◆ Activity 1 ◆
According to the text on factor B, why is clarifying how the vWF-A and SP domains of factor B relate to each other of great interest? Answer in one to three sentences.
◆ Activity 2 ◆
Copy the part of the text on factor B from "The SP domain" to "of great interest." word for word.

The SP domain of factor B is the site of catalytic action of the C3 convertase of the alternative pathway. This SP domain differs from the digestive and blood coagulation serine proteases by possessing a sizeable vWF-A domain at its N terminus. The cleavage leading to the activation of factor B occurs at the N terminus of the vWF-A domain, in contrast to the cleavage of small N-terminal activation peptides in these other SP domains. The clarification of the relationship between the vWF-A and SP domains in factor B is therefore of great interest.

Matrix-assisted laser desorption ionisation mass spectrometry is a powerful method for the investigation of protein-protein interactions Beavis and Chait 1996, Krone et al 1997. In application to proteins and peptides, a matrix compound such as sinapinic acid is used to assist the vapourization of these from a chip surface, and the mass spectrometer uses the difference in mass-to-charge ratio (m/z) to separate these and determine their masses to high accuracies (Krone et al., 1997). This accuracy is sufficient to identify the peptide sequences in question. Matrix-assisted laser desorption ionisation mass spectrometry has enabled proteolytic fragmentation patterns to be identified in protein-protein complexes (Beavis & Chait, 1996), and this provides structural information on the residues that participate at the interface between the two proteins in the complex. The use of an activated chip surface to which one of the two proteins can be bound covalently simplifies the preparation and identification of these proteolytic fragments (Spencer et al., 1999). This method is known as surface-enhanced laser desorption ionisation affinity mass spectrometry (SELDIAMS) Hutchens and Yip 1993, Kuwata et al 1998, Leung et al 1998. Here, we describe the application of SELDIAMS to study the interactions between C3b and factor B based on a recombinant vWF-A domain, the native Ba and Bb fragments and native factor B. The interpretation of the peptide data using a homology model for the factor B vWF-A domain based on the knowledge of 14 homologous crystal structures for five different vWF-A domains enabled us to demonstrate that the active site crevice at the carboxyl edge of the β-sheet structure of the vWF-A domain binds directly to C3b, and it was inferred that the amino edge of this β-sheet provides the connections with the SCR and SP domains of factor B. The implications of these observations are discussed.

Saved entries:
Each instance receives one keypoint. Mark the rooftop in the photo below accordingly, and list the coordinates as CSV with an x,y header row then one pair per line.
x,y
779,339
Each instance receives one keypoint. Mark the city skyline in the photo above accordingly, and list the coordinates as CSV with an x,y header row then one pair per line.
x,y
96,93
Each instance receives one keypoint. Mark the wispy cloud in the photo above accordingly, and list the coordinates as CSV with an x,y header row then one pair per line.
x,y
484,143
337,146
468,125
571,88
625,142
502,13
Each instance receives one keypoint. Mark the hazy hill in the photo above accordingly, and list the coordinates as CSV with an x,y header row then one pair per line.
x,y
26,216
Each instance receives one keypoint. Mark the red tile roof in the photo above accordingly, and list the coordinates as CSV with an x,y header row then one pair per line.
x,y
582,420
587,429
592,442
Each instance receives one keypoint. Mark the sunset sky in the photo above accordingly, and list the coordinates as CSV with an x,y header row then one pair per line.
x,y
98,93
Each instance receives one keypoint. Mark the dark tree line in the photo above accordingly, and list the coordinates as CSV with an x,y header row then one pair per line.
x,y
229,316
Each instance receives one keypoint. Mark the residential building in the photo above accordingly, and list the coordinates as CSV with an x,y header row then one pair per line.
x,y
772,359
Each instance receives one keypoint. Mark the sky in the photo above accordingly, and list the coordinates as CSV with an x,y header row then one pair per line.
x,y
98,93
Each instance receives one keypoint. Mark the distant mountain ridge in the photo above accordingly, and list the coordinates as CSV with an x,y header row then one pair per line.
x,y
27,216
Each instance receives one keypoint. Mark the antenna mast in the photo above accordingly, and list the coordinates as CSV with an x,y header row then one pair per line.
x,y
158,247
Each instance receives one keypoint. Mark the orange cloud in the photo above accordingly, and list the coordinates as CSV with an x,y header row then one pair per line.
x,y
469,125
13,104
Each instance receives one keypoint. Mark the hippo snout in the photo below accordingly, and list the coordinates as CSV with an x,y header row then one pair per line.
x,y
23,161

◆ Exercise response 1 ◆
Unlike the digestive and blood coagulation serine proteases, the SP domain of factor B has a sizeable vWF-A domain at its N terminus. The cleavage that activates factor B happens at the N terminus of this vWF-A domain, not by removing a small N-terminal activation peptide as in those other SP domains.

◆ Exercise response 2 ◆
The SP domain of factor B is the site of catalytic action of the C3 convertase of the alternative pathway. This SP domain differs from the digestive and blood coagulation serine proteases by possessing a sizeable vWF-A domain at its N terminus. The cleavage leading to the activation of factor B occurs at the N terminus of the vWF-A domain, in contrast to the cleavage of small N-terminal activation peptides in these other SP domains. The clarification of the relationship between the vWF-A and SP domains in factor B is therefore of great interest.